## What to produce
Can you transcribe the travel account below word for word, everything from "The perfect storm" down to "a great meal."?

## Excerpt to read

☆ ☆ ☆

The perfect storm of senses was brewing and it was amazing. We were surrounded in a foreign world, eating great food, sharing a bottle of fantastic wine; the whole experience was intoxicating. Our two hour stay included another bottle of wine and for dessert we had cheese, as selected by Heather. At first the cheese was an unusual meal closer, but when the cheese was mixed with a little bit of jam and honey it was the perfect end to a great meal.
Sunday started off with more cafe and our first significant encounter with being exploited as tourists. Our simple crepe () and coffee breakfast was horribly expensive. It is possible that we really did eat 44€ worth of food, but it is easier to assume our neglectful and poor service providing waiter made the number up on the spot. This breakfast was also marred with a verbal exchange between Matt and a Gypsy…which was more the Gypsy talking to Matt. We think that she cast a curse on us, and the first indication of the curse was the expensive breakfast.

☆ ☆ ☆

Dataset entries
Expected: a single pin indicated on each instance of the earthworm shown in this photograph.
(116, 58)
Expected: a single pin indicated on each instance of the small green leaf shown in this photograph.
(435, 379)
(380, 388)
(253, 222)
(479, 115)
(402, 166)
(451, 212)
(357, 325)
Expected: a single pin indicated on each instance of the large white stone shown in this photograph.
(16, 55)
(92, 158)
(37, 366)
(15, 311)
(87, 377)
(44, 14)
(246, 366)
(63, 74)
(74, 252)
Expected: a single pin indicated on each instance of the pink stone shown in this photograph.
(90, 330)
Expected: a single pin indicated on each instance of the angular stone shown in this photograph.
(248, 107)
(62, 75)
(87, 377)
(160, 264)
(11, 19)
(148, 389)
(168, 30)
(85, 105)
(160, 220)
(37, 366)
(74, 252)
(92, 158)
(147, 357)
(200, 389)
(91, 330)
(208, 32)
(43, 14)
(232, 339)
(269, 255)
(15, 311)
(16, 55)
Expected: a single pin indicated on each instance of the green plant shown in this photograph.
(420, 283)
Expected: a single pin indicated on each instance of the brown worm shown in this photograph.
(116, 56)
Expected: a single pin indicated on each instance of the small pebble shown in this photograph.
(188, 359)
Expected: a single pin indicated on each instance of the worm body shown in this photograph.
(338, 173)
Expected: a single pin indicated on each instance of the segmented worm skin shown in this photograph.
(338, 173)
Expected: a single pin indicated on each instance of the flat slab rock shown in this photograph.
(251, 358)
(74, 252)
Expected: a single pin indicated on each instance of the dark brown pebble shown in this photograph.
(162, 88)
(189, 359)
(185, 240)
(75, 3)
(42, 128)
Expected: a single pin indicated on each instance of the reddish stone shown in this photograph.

☆ ☆ ☆

## Written answer
The perfect storm of senses was brewing and it was amazing. We were surrounded in a foreign world, eating great food, sharing a bottle of fantastic wine; the whole experience was intoxicating. Our two hour stay included another bottle of wine and for dessert we had cheese, as selected by Heather. At first the cheese was an unusual meal closer, but when the cheese was mixed with a little bit of jam and honey it was the perfect end to a great meal.